WHAT TO DO:
a) From the post on handling job rejection, list everyone credited for a photo.
b) Rewrite the post on handling job rejection, starting at "In an ideal" and ending at "candidates were better.", with "job market" changed to "hiring climate".

Early career

Handling job rejection: useful tips how to stay positive

April 9, 2021
4 min read

Photo by João Ferrão

Whether you are a student at the beginning of your career or an experienced professional looking for a career change, experiencing rejection is an inevitable part of the job hunting process.

Getting turned down for a job is not an enjoyable experience. Especially when considering the hours you have put into the preparation. Nonetheless, with the right mindset, you can better handle the rejection by treating it like an experience. This will help you build on your skills and learn from past mistakes.

I am an undergraduate student currently applying for graduate jobs, and believe me when I say that I have had my fair share of rejection emails. However, I have noticed a few things that I started implementing into my job hunting process which dramatically changed my perspective.

Photo by Glenn Carstens-Peters

1. Treat rejection as part of the process

In an ideal world, you would send an application, have an interview and sign an employment contract. Simple, right? Sadly, in the current job market it is virtually impossible to get a job like that. Getting a rejection from a job application is all part of the process. It does not mean you are not good enough to do the job. It means that for this particular position in this particular company, other candidates were better.

I know this does not sound particularly uplifting, but it is an important consideration to bear in mind. Try to see the bigger picture: if you got rejected, it means there are things to work on. Have you considered your interview skills? Wojo offers coaching in this area, and you can get a call from our experienced coaches to help you prepare! Once you perfect those areas, you are more likely to land a job.

Photo by Campaign Creators

2. Ask for feedback and reflect

The key thing to do is to think about what happened and learn from it. This is where you have to ask for feedback. It is possibly the most valuable thing you can do when faced with a rejection. It helps you outline your weaknesses and identify where things went wrong. It also encourages you to see where your strengths lie, which you can stress on in your future applications.

STORED RECORDS:
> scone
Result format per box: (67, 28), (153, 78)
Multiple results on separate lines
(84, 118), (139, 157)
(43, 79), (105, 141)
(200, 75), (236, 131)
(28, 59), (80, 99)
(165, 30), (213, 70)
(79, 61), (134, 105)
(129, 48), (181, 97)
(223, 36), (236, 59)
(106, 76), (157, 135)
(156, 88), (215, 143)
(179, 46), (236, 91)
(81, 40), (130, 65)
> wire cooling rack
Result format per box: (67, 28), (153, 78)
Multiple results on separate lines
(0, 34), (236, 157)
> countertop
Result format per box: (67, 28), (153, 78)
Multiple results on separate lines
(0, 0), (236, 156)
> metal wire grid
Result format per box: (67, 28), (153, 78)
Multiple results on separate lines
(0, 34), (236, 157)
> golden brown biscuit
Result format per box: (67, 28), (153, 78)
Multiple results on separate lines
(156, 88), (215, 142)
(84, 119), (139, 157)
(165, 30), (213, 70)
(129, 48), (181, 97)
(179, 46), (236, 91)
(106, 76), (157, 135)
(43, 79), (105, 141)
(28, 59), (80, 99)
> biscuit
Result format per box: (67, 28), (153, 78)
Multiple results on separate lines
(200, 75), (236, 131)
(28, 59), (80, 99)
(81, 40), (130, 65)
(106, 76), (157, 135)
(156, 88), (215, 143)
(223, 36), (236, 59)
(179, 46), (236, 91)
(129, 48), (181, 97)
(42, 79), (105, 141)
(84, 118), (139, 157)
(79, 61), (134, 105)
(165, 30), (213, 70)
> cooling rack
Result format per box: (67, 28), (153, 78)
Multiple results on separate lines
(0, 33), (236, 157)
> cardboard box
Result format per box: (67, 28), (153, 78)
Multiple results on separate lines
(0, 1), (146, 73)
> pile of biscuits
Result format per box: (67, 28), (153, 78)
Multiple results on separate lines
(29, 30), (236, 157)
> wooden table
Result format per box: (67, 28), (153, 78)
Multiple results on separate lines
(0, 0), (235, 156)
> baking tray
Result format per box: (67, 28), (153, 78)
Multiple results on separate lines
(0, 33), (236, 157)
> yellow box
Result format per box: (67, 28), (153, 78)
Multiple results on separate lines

TASK ANSWERS:
a) João Ferrão, Glenn Carstens-Peters, Campaign Creators

b)
In an ideal world, you would send an application, have an interview and sign an employment contract. Simple, right? Sadly, in the current hiring climate it is virtually impossible to get a job like that. Getting a rejection from a job application is all part of the process. It does not mean you are not good enough to do the job. It means that for this particular position in this particular company, other candidates were better.